ESC has the following VM recovery types that you can specify when you deploy a VNF:
-
Auto Recovery
-
Manual Recovery
ESC supports recovery using the policy-driven framework, see Configuring a Recovery Policy Using the Policy-driven Framework for details.
There are three types of actions for a VM recovery that can be specified in the deployment data model:
-
REBOOT_THEN_REDEPLOY (default)—When a VM down event is received or the timer expires, the healing workflow first attempts to reboot the VM, if it fails
to reboot, then it attempts to redeploy the VM on the same host.
-
REBOOT_ONLY—When a VM down event is received or the timer expires, the healing workflow only attempts to reboot the VM.
-
REDEPLOY_ONLY—When a VM down event is received or the timer expires, the healing workflow only attempts to redeploy the VM.
Note |
If the policy involves REBOOT_THEN_REDEPLOY and REDEPLOY_ONLY for redeploying the VMs, and if the placement policy is not
enforced, then the VIM decides which host to redeploy the VM on.
|
Note |
ESC supports both manual and auto-recovery for vCloud Director. All three types of recovery actions are applicable for the
vCloud Director. The REBOOT_THEN_REDEPLOY is the default recovery action. For vCD deployment, see Deploying Virtual Network Functions on VMware vCloud Director (vCD).
Any recovery action that involves redeploying the VM will automatically recreate and attach ephemeral ports and volumes managed
by ESC, that are faulty or deleted to ensure the recovery is successful.
|
Auto
Recovery
In Auto recovery,
the recovery type parameter is set to Auto. ESC automatically recovers the VM with the
specified <action-on-recovery> value in the recovery policy. The recovery type
is auto by default if the user does not choose a recovery type.

********************

__WORK REQUIRED__.
Update the ESC VM recovery text starting at "ESC has the" and ending at "the same host.", with "healing workflow" replaced by "recovery workflow".

__ROWS__.
********************

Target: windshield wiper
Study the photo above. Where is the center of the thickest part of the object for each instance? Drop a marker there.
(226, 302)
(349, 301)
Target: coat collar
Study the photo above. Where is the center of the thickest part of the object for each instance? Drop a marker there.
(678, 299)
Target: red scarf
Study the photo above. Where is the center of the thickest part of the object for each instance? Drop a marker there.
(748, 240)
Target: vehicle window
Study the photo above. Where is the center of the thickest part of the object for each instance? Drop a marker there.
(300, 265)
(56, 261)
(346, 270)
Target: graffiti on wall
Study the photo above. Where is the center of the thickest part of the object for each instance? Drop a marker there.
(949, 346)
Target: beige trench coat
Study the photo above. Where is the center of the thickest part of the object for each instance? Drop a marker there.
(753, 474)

********************

__RESULT BELOW__.
ESC has the following VM recovery types that you can specify when you deploy a VNF:
-
Auto Recovery
-
Manual Recovery
ESC supports recovery using the policy-driven framework, see Configuring a Recovery Policy Using the Policy-driven Framework for details.
There are three types of actions for a VM recovery that can be specified in the deployment data model:
-
REBOOT_THEN_REDEPLOY (default)—When a VM down event is received or the timer expires, the recovery workflow first attempts to reboot the VM, if it fails
to reboot, then it attempts to redeploy the VM on the same host.